0

If I have 4 working threads and 1 I/O thread running on a quad-core, one of the threads will be overlapped with another. How do i make sure that it is the input thread that is always overlapped with another so that i can sched_yield() to give up its current time slice to the other thread. If it is two worker threads that are overlapped, a yield on the input thread will not have any effect, right? Will sched_yield bring another thread from a different core anyway?

#include <sched.h>
#include <pthread.h>
void test(void*) {
   while(1) {}
}
int main (void) {
   pthread_t t; 
   for(int i = 0;i < 4;i++)
       pthread_create(&t,0,(void*(*)(void*))test,0); //workers
   while (1) {
       sched_yield(); //input thread
   }
   return 0;
}

Edit The input thread needs to poll for incoming messages. The library i am using (MPI) is not interrupt driven and condition variables are useless in this context. What i want to do in the input thread is check for a condition once, and give up on its time slice. If there are enough cores to run all threads, the input thread will run on its own core. If not, it will run minimum number of checks i.e. once per time slice. I hope i am clear enough.

danny
  • 1,101
  • 1
  • 12
  • 34
  • Should the I/O thread do nothing while the workers are running? Then you could simply count the number of workers finished and use a condition variable in order to block the I/O thread. – Zeta Mar 09 '13 at 00:18
  • 3
    You need to read an OS principles book. Sooner, rather than later. All modern OS are preemptive, and 99% of the reason for that is optimizing I/O performance. – Martin James Mar 09 '13 at 00:19
  • @Zeta The input-output thread is not blocked on input. It needs to poll for messages coming through network and also do other bookkeeping stuff. – danny Mar 09 '13 at 00:50
  • `sched_yield` is not the way you manage this. Proper use of synchronization primitives such as condition variables will ensure that the threads that can make forward progress are executing and the ones that can't are blocked. – R.. GitHub STOP HELPING ICE Mar 09 '13 at 00:52
  • Please see my edit and give me feedback. Thanks. – danny Mar 09 '13 at 00:58
  • Hmm, I would not try to run your sample programme on my computer, it looks like it could burn the CPU down to ashes. – didierc Mar 09 '13 at 03:16

2 Answers2

1

The Googleable phrase you are looking for is "CPU affinity".

See for example this SO question.

Ensuring that each of the worker threads is running on a different core will achieve your stated goal.

I think a number of commenters have posted some legitimate concerns about the design of your application, and you might want to consider extending those conversations just to make sure the design you have in your head will actually effectively accomplish the end goal you want to achieve.

=-=-=-=-=

## What to do
(a) In the forum thread on sched_yield, why does the asker want the input thread to check a condition once and then give up its time slice, rather than wait on a condition variable?
(b) In the forum thread on sched_yield, copy the passage starting with "I think a number" and going on through "want to achieve.", changing "commenters" to "respondents".
(c) Translate this sentence from the forum thread on sched_yield into Spanish: "Ensuring that each of the worker threads is running on a different core will achieve your stated goal."

## Available data

=-=-=-=-=

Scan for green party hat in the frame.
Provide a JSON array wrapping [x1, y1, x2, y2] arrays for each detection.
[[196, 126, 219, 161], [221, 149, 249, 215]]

=-=-=-=-=

## Expected responses
(a) The input thread has to poll for incoming messages, because the MPI library being used is not interrupt driven and condition variables are useless in this context. Checking once and then yielding means the input thread runs on its own core when there are enough cores. Otherwise it performs the minimum number of checks, once per time slice.

(b)
I think a number of respondents have posted some legitimate concerns about the design of your application, and you might want to consider extending those conversations just to make sure the design you have in your head will actually effectively accomplish the end goal you want to achieve.

(c) Asegurarse de que cada uno de los hilos de trabajo se ejecute en un núcleo distinto logrará el objetivo que planteaste.